■ **Short task**:
Please copy the listing word for word, starting with its first line and continuing through the line with "M147 33L147 37L158 37L158 32L155 30L149 30Z", both ends included.
[START OF Records provided]
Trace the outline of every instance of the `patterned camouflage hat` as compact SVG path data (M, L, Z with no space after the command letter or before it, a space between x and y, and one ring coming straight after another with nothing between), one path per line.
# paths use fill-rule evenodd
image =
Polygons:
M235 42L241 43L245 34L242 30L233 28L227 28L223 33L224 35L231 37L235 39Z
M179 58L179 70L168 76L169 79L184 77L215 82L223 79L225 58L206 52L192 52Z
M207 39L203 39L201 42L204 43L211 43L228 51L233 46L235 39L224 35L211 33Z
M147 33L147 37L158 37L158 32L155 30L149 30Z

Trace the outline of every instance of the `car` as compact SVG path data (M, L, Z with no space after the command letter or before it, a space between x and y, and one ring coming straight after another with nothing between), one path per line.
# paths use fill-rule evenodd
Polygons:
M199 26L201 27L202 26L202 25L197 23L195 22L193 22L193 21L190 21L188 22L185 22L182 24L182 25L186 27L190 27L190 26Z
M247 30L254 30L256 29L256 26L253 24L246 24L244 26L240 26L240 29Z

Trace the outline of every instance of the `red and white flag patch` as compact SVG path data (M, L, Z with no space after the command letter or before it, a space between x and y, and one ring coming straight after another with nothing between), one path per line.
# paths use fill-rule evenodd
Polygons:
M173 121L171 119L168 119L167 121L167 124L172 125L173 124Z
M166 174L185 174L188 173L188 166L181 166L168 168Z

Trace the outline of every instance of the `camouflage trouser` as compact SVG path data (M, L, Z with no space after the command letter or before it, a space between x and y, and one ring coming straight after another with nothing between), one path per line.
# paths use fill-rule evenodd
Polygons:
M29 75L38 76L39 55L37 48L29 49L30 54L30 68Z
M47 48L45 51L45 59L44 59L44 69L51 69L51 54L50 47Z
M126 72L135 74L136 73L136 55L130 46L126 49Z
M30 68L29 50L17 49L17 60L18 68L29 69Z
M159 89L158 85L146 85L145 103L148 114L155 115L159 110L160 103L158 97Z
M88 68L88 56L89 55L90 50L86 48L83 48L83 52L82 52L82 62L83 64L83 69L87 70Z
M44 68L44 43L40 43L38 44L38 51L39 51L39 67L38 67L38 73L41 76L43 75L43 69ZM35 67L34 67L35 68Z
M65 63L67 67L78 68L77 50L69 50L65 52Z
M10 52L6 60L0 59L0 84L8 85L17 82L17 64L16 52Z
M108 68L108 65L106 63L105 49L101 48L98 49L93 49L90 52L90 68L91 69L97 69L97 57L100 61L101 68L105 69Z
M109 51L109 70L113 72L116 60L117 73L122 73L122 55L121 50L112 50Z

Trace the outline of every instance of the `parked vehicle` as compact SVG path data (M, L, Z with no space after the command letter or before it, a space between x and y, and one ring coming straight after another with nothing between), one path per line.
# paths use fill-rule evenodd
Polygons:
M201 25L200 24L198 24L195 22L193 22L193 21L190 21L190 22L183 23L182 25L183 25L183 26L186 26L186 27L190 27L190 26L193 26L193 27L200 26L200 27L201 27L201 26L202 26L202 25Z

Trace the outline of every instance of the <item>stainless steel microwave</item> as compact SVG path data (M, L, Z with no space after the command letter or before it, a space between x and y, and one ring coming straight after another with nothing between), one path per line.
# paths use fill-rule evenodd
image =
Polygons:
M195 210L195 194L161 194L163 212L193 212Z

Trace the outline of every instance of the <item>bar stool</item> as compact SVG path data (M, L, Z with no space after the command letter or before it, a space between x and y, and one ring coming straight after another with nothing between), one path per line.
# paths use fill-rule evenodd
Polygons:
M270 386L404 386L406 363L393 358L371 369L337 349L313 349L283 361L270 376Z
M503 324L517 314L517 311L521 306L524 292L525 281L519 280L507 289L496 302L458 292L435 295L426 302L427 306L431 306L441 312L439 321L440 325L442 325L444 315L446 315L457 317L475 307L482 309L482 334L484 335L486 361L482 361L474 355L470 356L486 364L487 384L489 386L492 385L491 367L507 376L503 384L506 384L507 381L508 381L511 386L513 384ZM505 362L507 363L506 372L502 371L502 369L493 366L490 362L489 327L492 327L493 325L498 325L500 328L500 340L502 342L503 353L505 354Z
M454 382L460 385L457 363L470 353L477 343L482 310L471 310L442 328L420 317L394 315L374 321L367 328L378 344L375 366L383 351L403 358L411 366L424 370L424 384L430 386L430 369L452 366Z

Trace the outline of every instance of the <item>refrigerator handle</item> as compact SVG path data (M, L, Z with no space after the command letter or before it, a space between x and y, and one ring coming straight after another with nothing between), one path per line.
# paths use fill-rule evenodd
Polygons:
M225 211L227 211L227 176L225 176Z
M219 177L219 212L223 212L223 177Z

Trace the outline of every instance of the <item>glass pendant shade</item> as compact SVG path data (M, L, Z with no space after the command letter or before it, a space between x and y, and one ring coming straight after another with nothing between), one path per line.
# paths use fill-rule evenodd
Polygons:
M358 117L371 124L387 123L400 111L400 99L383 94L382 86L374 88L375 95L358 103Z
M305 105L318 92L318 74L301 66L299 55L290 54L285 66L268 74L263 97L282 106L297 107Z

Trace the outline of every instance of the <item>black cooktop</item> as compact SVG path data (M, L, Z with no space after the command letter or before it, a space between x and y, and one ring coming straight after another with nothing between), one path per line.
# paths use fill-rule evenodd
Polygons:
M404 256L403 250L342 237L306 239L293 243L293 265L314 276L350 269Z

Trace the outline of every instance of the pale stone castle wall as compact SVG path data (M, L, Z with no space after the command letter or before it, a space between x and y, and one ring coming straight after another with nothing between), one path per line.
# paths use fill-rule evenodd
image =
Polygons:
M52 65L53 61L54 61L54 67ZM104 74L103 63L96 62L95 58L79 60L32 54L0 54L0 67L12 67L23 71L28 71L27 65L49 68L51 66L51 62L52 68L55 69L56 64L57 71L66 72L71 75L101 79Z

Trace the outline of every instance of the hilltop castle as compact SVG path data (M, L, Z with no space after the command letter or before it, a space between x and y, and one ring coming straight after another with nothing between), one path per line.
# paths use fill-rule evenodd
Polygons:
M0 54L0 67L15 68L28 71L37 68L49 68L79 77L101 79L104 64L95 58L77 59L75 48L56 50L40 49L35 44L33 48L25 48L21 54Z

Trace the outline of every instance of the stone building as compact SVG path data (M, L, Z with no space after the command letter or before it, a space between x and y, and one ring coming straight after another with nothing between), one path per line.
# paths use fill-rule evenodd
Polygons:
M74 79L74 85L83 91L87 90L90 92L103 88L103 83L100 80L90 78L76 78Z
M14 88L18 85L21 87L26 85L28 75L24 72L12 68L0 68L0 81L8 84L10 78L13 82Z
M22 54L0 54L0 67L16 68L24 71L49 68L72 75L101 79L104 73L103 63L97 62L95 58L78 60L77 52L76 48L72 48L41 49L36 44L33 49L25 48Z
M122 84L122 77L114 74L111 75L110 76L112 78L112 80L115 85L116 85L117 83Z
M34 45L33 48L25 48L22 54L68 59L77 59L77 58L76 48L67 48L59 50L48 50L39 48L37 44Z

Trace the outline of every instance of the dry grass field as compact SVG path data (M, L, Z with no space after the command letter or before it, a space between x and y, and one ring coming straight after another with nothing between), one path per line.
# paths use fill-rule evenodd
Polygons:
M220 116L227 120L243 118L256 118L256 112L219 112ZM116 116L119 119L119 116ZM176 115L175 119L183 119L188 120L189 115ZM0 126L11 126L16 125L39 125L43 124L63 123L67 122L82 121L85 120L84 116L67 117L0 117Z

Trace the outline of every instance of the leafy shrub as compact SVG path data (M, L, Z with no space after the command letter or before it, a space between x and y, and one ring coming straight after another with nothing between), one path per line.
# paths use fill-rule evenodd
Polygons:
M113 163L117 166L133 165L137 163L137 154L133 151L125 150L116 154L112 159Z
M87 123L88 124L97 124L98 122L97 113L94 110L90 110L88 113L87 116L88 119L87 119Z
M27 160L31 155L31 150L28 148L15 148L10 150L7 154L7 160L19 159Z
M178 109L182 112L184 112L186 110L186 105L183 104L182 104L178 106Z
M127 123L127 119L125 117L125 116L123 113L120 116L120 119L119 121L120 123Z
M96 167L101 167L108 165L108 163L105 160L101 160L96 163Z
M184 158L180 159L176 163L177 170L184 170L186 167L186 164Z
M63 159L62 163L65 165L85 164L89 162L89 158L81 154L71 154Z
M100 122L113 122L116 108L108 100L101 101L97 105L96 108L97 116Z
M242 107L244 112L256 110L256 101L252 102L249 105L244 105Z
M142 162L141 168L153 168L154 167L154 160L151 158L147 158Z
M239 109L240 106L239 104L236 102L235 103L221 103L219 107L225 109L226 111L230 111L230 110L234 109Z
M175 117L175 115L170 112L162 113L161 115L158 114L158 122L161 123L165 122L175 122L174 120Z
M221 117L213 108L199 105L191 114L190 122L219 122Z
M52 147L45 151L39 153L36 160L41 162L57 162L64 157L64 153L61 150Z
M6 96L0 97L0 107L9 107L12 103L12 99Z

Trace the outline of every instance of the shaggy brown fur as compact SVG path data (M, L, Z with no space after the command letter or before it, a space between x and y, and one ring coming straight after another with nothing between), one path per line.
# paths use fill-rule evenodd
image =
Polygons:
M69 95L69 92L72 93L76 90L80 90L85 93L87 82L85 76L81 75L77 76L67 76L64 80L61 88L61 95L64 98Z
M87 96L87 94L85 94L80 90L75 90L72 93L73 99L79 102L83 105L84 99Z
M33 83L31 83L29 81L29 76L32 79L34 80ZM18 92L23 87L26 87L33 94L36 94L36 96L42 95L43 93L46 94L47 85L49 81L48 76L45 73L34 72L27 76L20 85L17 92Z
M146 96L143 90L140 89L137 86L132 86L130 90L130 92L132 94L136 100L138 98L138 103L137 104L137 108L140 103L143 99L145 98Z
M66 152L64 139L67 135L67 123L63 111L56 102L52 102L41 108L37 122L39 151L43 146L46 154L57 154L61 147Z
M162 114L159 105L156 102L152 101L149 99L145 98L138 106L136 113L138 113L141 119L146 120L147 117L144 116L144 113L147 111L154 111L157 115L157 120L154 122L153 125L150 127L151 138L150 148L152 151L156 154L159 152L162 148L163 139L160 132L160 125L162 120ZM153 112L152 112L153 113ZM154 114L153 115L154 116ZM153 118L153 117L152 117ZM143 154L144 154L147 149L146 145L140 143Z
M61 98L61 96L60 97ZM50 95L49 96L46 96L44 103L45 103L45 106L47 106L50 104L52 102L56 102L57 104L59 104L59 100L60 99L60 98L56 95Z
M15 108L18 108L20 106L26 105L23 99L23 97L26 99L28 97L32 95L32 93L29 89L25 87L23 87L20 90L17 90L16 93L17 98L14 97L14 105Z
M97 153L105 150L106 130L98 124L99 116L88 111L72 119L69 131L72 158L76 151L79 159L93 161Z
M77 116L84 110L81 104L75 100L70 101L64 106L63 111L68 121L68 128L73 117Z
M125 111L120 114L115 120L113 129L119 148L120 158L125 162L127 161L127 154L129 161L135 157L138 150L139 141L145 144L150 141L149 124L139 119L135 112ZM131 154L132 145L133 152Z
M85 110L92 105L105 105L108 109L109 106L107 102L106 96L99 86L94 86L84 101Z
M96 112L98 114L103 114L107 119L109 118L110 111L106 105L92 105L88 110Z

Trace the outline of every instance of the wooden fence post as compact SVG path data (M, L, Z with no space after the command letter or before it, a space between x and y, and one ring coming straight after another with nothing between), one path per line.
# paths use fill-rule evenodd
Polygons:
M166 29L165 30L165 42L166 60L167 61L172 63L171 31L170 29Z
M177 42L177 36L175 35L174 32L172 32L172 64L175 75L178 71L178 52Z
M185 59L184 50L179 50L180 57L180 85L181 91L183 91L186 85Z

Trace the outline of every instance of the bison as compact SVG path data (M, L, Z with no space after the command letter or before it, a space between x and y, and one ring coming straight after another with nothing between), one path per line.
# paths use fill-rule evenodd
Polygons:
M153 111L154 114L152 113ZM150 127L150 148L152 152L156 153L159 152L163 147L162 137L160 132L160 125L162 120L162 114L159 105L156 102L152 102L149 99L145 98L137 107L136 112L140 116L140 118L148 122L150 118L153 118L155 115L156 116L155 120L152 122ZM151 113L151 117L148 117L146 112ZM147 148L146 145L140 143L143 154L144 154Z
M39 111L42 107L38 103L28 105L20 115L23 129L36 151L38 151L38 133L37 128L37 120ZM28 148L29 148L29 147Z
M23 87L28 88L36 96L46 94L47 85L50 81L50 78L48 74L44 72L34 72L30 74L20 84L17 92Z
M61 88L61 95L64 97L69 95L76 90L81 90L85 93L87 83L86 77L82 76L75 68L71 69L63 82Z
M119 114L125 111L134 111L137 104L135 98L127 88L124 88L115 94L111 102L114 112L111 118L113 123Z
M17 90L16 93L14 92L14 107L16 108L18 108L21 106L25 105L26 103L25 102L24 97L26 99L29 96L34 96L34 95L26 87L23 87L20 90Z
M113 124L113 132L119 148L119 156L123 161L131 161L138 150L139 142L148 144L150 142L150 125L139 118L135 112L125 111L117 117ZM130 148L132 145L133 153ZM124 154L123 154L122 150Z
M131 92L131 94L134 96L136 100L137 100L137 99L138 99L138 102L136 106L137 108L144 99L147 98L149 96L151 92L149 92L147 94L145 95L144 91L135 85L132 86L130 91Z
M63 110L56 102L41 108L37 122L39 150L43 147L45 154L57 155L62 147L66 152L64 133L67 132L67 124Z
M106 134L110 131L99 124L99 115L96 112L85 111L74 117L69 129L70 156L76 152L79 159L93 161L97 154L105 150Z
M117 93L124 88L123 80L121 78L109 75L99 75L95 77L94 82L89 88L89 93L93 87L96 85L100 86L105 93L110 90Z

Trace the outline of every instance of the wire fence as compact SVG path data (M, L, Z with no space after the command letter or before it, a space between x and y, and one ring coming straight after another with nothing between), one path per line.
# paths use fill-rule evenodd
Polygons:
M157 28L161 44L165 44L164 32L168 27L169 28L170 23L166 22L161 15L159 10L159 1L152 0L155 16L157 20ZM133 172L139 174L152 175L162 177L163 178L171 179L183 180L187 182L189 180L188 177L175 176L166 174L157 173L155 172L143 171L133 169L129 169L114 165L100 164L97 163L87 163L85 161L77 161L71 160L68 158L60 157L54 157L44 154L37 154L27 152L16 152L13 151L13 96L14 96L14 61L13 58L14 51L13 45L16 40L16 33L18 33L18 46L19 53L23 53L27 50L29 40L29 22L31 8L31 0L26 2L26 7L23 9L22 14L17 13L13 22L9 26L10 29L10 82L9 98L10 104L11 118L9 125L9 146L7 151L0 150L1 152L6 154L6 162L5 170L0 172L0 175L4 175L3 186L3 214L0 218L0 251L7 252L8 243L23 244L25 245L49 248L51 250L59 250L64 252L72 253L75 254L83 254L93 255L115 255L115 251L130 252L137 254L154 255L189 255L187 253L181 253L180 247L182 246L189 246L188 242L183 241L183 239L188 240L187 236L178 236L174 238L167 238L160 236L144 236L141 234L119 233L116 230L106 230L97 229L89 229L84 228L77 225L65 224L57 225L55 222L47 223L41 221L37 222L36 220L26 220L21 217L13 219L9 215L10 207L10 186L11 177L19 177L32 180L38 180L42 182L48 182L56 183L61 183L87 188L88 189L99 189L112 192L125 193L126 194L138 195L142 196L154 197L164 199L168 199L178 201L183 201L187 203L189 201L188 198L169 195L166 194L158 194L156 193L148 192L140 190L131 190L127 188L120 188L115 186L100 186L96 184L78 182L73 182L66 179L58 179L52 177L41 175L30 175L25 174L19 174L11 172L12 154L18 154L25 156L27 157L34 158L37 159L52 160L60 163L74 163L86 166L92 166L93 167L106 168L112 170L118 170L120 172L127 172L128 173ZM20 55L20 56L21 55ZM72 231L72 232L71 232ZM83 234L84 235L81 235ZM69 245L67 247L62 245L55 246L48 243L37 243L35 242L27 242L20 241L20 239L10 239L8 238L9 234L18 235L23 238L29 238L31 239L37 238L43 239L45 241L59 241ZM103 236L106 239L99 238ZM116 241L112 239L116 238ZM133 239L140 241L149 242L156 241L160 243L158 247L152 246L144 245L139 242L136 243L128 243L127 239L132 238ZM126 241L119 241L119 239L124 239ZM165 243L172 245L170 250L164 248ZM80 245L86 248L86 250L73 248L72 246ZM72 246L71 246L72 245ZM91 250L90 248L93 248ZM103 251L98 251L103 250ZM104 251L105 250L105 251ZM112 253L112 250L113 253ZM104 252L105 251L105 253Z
[END OF Records provided]
■ **Answer to this problem**:
Trace the outline of every instance of the `patterned camouflage hat` as compact SVG path data (M, L, Z with no space after the command letter or before it, a space between x and y, and one ring coming straight after another with nothing between), one path per line.
# paths use fill-rule evenodd
image =
Polygons:
M235 42L241 43L245 34L242 30L233 28L227 28L223 33L224 35L231 37L235 39Z
M179 58L179 70L168 76L169 79L184 77L215 82L223 79L225 58L206 52L192 52Z
M207 39L203 39L201 42L204 43L211 43L228 51L233 46L235 39L224 35L211 33Z
M147 33L147 37L158 37L158 32L155 30L149 30Z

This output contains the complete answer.